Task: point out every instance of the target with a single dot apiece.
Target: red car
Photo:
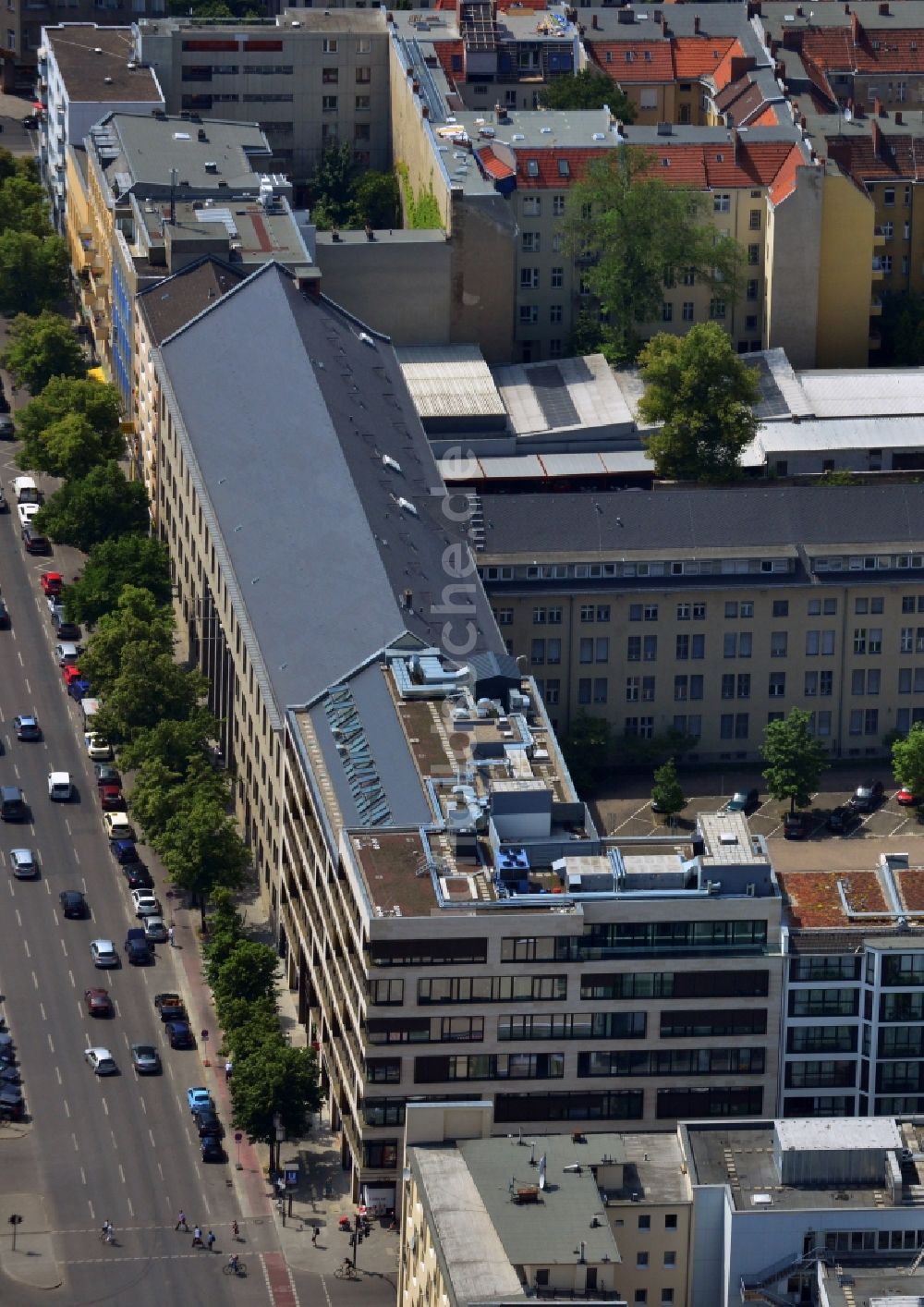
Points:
(111, 799)
(98, 1003)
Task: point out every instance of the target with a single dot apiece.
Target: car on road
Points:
(145, 903)
(138, 947)
(867, 796)
(111, 799)
(51, 583)
(212, 1149)
(118, 826)
(60, 787)
(796, 826)
(154, 930)
(145, 1059)
(170, 1006)
(103, 953)
(97, 747)
(199, 1098)
(103, 1061)
(138, 876)
(98, 1003)
(22, 864)
(179, 1032)
(73, 903)
(842, 818)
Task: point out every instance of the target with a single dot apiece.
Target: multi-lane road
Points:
(119, 1148)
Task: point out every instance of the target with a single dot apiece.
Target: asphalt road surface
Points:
(118, 1148)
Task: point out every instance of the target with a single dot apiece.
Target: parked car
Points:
(796, 825)
(867, 796)
(844, 818)
(73, 903)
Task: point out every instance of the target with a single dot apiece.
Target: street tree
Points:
(631, 231)
(201, 849)
(41, 348)
(907, 760)
(703, 397)
(33, 272)
(113, 565)
(87, 510)
(667, 794)
(276, 1082)
(794, 758)
(138, 618)
(176, 744)
(587, 89)
(65, 397)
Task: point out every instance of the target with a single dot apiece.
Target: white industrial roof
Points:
(450, 381)
(813, 1135)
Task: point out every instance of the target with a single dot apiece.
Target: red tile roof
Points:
(898, 50)
(634, 60)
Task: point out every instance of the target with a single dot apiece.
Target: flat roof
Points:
(97, 64)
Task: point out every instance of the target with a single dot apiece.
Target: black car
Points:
(73, 903)
(841, 820)
(138, 947)
(207, 1123)
(867, 796)
(179, 1032)
(212, 1149)
(138, 876)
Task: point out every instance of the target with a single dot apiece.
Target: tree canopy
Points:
(907, 760)
(41, 348)
(703, 397)
(111, 565)
(33, 271)
(95, 507)
(587, 89)
(631, 233)
(794, 758)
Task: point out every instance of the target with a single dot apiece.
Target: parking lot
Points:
(627, 811)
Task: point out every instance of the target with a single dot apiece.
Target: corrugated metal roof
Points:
(450, 381)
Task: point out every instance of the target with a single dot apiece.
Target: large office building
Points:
(715, 611)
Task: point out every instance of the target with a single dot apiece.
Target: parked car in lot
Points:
(103, 953)
(867, 796)
(796, 826)
(844, 818)
(98, 1003)
(73, 903)
(145, 1059)
(22, 864)
(101, 1061)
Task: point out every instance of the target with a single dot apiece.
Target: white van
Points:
(25, 490)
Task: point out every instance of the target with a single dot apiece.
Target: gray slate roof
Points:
(702, 519)
(287, 414)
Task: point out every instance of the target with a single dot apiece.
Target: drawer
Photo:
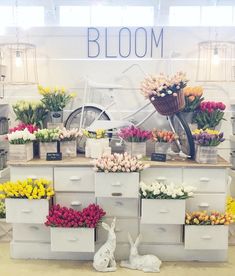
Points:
(31, 232)
(206, 180)
(117, 185)
(162, 211)
(206, 202)
(206, 237)
(74, 179)
(31, 172)
(76, 201)
(164, 175)
(120, 207)
(26, 211)
(72, 239)
(152, 233)
(123, 226)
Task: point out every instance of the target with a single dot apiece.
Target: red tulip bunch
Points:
(89, 217)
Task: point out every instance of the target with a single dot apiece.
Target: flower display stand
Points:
(206, 237)
(22, 152)
(68, 148)
(163, 211)
(26, 211)
(72, 239)
(5, 231)
(44, 148)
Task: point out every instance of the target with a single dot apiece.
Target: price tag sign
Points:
(54, 156)
(158, 157)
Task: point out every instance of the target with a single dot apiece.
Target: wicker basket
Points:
(169, 104)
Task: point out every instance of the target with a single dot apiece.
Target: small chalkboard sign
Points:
(158, 157)
(54, 156)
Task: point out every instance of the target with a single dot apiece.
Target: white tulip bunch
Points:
(118, 163)
(20, 137)
(70, 134)
(159, 190)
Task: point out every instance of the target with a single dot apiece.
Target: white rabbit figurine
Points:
(146, 263)
(104, 258)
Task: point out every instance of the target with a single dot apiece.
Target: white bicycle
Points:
(92, 116)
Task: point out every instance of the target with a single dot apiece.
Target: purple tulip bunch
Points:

- - -

**BRIEF**
Reprint the listing above verbatim but drop the images.

**EXERCISE SOLUTION**
Task: point out every instance of the target with a single dot apiece.
Target: red car
Photo:
Points:
(111, 799)
(98, 1003)
Task: point out every instance of the target with a single dot apiece.
Target: car on road
Points:
(145, 903)
(138, 947)
(867, 796)
(111, 799)
(51, 583)
(212, 1149)
(118, 826)
(60, 787)
(796, 826)
(154, 930)
(145, 1059)
(170, 1006)
(103, 953)
(97, 747)
(199, 1098)
(103, 1061)
(138, 876)
(98, 1003)
(22, 864)
(179, 1032)
(73, 903)
(842, 818)
Task: point out every instance of the target with a single dot apiece.
Target: multi-lane road
Points:
(119, 1148)
Task: point out every instance of the target with a single dot apiece.
Target: asphalt road surface
Points:
(118, 1148)
Task: point out every instance of the target with a single dot apiece.
Target: parked car
Points:
(796, 825)
(867, 796)
(844, 818)
(73, 903)
Task: point out every instance of the target with a single dot apiece.
Target: street tree
Points:
(631, 231)
(201, 849)
(41, 348)
(907, 760)
(703, 397)
(33, 272)
(113, 565)
(87, 510)
(667, 794)
(276, 1082)
(794, 758)
(138, 618)
(176, 744)
(587, 89)
(65, 397)
Task: point out every instance of the target with a single dot apiece.
Target: white industrial roof
Points:
(450, 381)
(813, 1135)
Task: point out every instance of the target with a single dot apiece.
Target: red tile roof
Points:
(898, 50)
(634, 60)
Task: point out every instance of the target with a single dot apiece.
Target: flat roof
Points:
(97, 64)
Task: point out every instance of the target with a single dot apiece.
Target: black car
Points:
(73, 903)
(841, 820)
(138, 947)
(207, 1123)
(867, 796)
(179, 1032)
(212, 1149)
(138, 876)
Task: point out every instance of the target with a single dot apiece.
Target: tree canopy
Points:
(907, 760)
(41, 348)
(703, 397)
(111, 565)
(33, 271)
(95, 507)
(587, 89)
(631, 233)
(794, 758)
Task: point out every instance of the target with a single dot apiece.
Target: parking lot
Points:
(627, 811)
Task: point out every instance of the target with a single dot apiece.
Target: corrugated metal roof
Points:
(450, 381)
Task: point out every instance of the target with a single dot apiece.
Target: large office building
Points:
(715, 611)
Task: point out every instance of the target with a single dot apiece.
Target: parked car in lot
Points:
(103, 953)
(867, 796)
(796, 826)
(844, 818)
(98, 1003)
(73, 903)
(145, 1059)
(22, 864)
(101, 1061)
Task: point out every instance of the target with a single dot apiece.
Target: white van
Points:
(25, 490)
Task: point out every instance of the target with a single dot apiece.
Target: gray slate roof
Points:
(702, 519)
(287, 414)
Task: point out every instance of the target with a single dot apiece.
Target: drawer
Photo:
Points:
(31, 232)
(206, 180)
(117, 185)
(162, 211)
(206, 202)
(206, 237)
(74, 179)
(31, 172)
(76, 201)
(164, 175)
(120, 207)
(26, 211)
(72, 239)
(152, 233)
(123, 226)
Task: point out every instance of the target with a single dot apiece.
Target: red tulip bunch
Points:
(89, 217)
Task: point out every instance of the target with a single dot apiece.
Target: flower display stand
Points:
(206, 237)
(22, 152)
(68, 148)
(163, 211)
(26, 211)
(72, 239)
(5, 231)
(44, 148)
Task: point out every instance of the target with a single dot apiece.
Target: price tag sign
Points:
(54, 156)
(158, 157)
Task: point out every instance of the target with a single dot apiece.
Target: wicker basket
Points:
(169, 104)
Task: point out every instance of the target with a single dot apiece.
Target: small chalkboard sign
Points:
(158, 157)
(54, 156)
Task: point out every instance of the target with a single dot apiece.
Target: white tulip bunch
Points:
(118, 163)
(20, 137)
(70, 134)
(159, 190)
Task: point out every instance of the target with a single dot apiece.
Target: white rabbit figurine
Points:
(146, 263)
(104, 258)
Task: point out every instance of the target with a single dot apiece.
Target: white bicycle
Points:
(92, 116)
Task: point out every instance of the target with a single dot apiece.
Target: purple tulip bunch
Points:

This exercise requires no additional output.